DESCRIPTION OF THE TASK:
Would it be possible to quote, exactly and in full, the lines from the one with "Task: tag the white cloud" through the end of the entries below?

RECORDS PROVIDED:
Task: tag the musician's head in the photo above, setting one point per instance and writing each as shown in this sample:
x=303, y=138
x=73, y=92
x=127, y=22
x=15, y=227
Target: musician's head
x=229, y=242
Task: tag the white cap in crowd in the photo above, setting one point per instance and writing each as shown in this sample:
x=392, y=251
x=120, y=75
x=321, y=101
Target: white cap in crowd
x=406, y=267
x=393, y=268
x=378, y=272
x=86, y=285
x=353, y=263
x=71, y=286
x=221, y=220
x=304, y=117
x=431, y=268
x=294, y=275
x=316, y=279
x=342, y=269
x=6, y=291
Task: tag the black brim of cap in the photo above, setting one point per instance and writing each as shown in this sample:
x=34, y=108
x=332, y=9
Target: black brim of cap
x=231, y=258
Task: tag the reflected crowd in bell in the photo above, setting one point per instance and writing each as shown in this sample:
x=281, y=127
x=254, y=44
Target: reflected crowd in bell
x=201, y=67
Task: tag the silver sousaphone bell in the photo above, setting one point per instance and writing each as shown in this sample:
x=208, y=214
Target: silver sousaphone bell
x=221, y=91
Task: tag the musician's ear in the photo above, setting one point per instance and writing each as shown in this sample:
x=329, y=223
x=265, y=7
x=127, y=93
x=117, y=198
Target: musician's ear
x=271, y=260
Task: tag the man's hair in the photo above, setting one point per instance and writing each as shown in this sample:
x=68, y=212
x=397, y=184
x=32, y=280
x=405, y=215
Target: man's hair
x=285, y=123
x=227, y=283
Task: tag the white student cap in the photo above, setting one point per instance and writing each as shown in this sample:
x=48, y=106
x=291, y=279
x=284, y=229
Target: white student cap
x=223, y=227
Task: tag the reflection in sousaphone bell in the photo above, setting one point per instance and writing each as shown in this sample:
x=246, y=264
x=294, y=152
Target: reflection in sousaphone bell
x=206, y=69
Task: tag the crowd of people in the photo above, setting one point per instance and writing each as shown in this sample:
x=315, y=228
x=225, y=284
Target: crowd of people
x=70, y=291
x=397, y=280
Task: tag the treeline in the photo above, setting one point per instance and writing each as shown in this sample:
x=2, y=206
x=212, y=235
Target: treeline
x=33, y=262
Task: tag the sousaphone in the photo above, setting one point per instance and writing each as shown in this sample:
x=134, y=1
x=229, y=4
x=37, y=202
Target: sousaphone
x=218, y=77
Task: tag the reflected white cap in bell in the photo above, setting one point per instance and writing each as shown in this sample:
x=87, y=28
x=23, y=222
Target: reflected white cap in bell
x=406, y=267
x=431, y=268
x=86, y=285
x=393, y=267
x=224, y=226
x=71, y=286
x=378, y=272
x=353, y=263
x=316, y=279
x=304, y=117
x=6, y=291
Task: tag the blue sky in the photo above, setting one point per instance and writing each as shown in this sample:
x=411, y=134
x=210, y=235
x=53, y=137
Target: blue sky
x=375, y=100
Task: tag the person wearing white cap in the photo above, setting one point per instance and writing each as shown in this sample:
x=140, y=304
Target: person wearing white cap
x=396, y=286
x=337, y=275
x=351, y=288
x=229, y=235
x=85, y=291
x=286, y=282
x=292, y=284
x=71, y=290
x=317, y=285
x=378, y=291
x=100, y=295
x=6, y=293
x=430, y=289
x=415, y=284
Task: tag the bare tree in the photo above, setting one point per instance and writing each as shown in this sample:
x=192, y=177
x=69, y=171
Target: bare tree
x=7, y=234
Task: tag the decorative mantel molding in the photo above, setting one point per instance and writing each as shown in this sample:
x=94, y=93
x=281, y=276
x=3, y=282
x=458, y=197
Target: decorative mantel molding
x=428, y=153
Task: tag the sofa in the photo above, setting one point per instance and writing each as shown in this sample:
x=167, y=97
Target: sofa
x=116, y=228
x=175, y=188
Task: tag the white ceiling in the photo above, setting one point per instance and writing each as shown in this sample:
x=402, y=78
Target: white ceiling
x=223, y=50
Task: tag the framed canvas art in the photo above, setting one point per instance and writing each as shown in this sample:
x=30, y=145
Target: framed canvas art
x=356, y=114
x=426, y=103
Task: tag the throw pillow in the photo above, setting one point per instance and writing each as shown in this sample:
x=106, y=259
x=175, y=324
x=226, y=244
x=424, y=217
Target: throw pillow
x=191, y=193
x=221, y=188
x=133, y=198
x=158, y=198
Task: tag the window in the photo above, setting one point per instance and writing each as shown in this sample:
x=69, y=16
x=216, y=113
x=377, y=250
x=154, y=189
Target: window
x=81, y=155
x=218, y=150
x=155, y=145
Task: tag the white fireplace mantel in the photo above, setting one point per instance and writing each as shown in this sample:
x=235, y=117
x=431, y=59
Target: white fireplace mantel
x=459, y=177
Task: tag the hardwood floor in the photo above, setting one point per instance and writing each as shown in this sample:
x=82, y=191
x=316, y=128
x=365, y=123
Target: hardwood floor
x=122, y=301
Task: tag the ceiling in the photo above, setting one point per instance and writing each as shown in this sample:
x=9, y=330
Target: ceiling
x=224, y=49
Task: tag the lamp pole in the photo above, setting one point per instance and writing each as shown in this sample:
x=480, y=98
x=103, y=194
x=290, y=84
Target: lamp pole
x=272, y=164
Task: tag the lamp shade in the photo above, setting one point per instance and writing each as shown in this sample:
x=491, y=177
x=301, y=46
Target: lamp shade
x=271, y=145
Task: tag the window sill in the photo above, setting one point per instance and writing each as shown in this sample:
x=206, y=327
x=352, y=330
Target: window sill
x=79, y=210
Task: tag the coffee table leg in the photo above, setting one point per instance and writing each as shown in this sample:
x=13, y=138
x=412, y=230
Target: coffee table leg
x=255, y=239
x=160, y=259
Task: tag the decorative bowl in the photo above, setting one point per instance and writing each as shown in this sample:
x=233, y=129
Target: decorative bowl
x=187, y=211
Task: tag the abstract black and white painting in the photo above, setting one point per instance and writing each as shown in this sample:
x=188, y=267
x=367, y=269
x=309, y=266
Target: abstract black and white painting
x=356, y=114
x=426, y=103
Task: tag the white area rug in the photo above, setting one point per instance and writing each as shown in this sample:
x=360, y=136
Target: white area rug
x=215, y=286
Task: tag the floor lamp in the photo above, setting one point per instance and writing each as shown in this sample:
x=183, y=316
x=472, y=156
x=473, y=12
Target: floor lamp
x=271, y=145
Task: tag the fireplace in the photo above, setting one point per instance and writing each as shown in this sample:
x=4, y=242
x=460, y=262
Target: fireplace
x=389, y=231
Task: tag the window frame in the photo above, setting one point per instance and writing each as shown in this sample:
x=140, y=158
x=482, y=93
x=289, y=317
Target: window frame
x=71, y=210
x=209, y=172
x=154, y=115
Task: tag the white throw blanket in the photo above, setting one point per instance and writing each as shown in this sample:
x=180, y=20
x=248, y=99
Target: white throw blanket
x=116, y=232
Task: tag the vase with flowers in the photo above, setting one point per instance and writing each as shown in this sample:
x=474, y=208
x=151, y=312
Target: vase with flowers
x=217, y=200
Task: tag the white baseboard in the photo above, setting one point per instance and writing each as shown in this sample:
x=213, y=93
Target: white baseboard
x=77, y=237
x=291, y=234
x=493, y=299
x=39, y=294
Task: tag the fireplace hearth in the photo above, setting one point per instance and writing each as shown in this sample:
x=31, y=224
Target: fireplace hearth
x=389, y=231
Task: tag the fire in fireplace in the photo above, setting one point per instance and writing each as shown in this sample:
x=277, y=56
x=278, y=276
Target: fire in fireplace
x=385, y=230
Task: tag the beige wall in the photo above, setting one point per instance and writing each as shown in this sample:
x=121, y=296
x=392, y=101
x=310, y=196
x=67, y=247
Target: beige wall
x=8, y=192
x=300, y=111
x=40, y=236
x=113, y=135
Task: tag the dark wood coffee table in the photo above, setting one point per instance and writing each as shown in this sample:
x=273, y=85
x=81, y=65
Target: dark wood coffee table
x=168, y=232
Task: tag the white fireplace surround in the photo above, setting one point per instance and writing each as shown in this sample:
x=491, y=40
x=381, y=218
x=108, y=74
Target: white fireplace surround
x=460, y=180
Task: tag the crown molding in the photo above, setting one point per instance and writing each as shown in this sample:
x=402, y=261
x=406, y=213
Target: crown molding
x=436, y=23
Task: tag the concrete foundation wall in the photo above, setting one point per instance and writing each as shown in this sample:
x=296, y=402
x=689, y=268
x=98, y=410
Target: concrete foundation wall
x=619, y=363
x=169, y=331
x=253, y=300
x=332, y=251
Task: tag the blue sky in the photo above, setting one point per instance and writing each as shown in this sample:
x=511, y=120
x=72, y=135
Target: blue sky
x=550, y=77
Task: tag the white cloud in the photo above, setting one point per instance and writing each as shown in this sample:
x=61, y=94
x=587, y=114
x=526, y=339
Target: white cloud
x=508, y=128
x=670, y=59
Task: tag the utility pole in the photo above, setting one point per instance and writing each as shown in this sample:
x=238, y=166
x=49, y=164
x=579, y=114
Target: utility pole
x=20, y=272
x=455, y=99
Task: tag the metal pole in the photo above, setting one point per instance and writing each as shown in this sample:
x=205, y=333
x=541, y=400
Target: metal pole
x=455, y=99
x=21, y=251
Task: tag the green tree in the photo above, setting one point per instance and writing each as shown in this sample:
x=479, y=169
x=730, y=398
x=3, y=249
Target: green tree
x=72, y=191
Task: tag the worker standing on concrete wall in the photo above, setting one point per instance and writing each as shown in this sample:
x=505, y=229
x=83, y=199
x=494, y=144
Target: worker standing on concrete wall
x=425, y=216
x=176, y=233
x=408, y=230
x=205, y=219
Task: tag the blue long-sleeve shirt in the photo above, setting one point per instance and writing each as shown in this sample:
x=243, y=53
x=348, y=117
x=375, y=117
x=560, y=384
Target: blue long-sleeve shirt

CORRECT RESULT:
Task: tag the white cloud in the photo above, setting one point per instance and writing each as shown in this sample:
x=61, y=94
x=587, y=114
x=526, y=339
Target: white cloud
x=508, y=128
x=670, y=59
Task: tag the utility pole in the photo above, setting one point per instance and writing each as shown in this sample:
x=238, y=166
x=49, y=164
x=579, y=114
Target: utility pole
x=20, y=272
x=455, y=99
Task: tag the metal pole in the photo above, setting one point per instance and writing each as shown in this sample:
x=205, y=333
x=541, y=400
Target: metal pole
x=455, y=99
x=21, y=251
Task: tag the green tree in the photo above, setting one point per instance and writing each as shown in this sample:
x=479, y=169
x=730, y=398
x=3, y=249
Target: green tree
x=72, y=191
Task: tag the worker standing on concrete wall in the photo above, setting one point per instance and writing each as shown in this sample:
x=505, y=229
x=83, y=199
x=494, y=144
Target: worker standing on concrete wall
x=425, y=216
x=176, y=233
x=408, y=230
x=205, y=219
Task: tag the blue long-sleeve shirt in the photo above, setting one point per instance and writing each as shown in this sample:
x=243, y=53
x=348, y=117
x=375, y=117
x=560, y=384
Target: blue long-sleeve shirt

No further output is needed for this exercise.